From the records below, keep only the lines that contain the string "tree", and copy each of them. Case counts.

┄┄┄┄┄┄┄┄┄┄┄┄┄┄┄┄┄┄┄┄

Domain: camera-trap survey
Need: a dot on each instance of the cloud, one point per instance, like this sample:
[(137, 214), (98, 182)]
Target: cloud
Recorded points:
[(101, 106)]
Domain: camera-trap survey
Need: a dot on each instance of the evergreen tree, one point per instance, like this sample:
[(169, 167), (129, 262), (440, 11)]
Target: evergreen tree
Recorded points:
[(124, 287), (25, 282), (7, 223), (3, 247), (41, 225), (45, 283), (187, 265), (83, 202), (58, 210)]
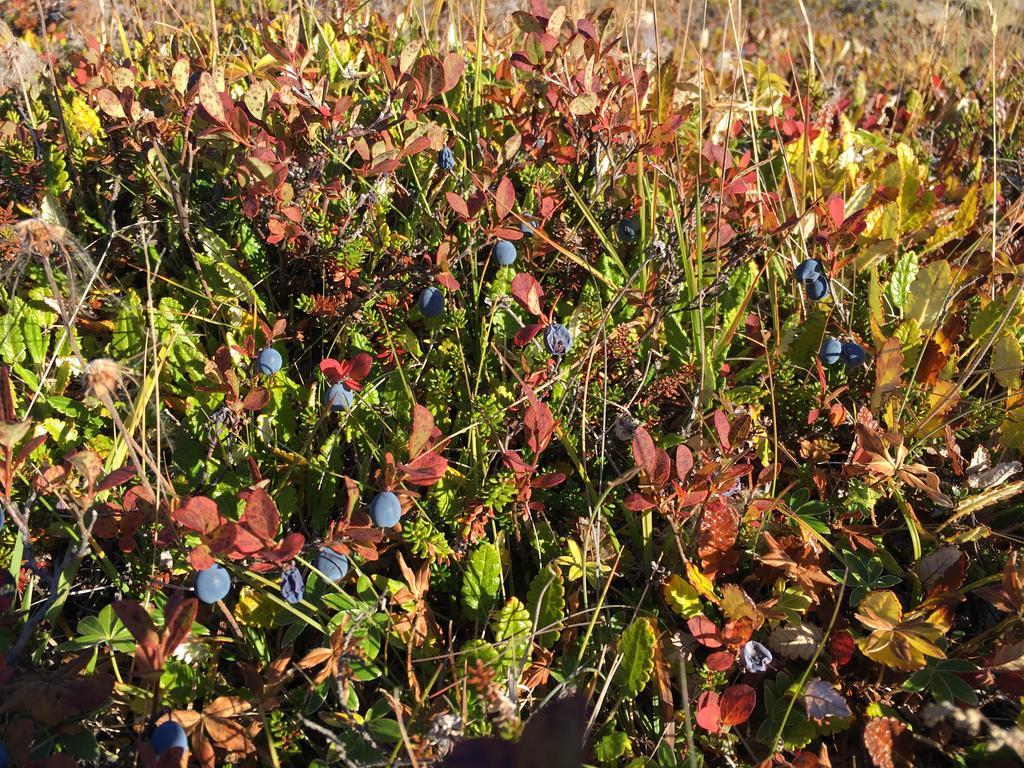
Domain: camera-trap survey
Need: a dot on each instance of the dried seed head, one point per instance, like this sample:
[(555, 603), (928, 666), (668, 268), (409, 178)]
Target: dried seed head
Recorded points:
[(103, 377)]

┄┄┄┄┄┄┄┄┄┄┄┄┄┄┄┄┄┄┄┄

:: Task result ::
Need: a dot on each instance of the evergreen tree, one point per instance, like this sample:
Target: evergreen tree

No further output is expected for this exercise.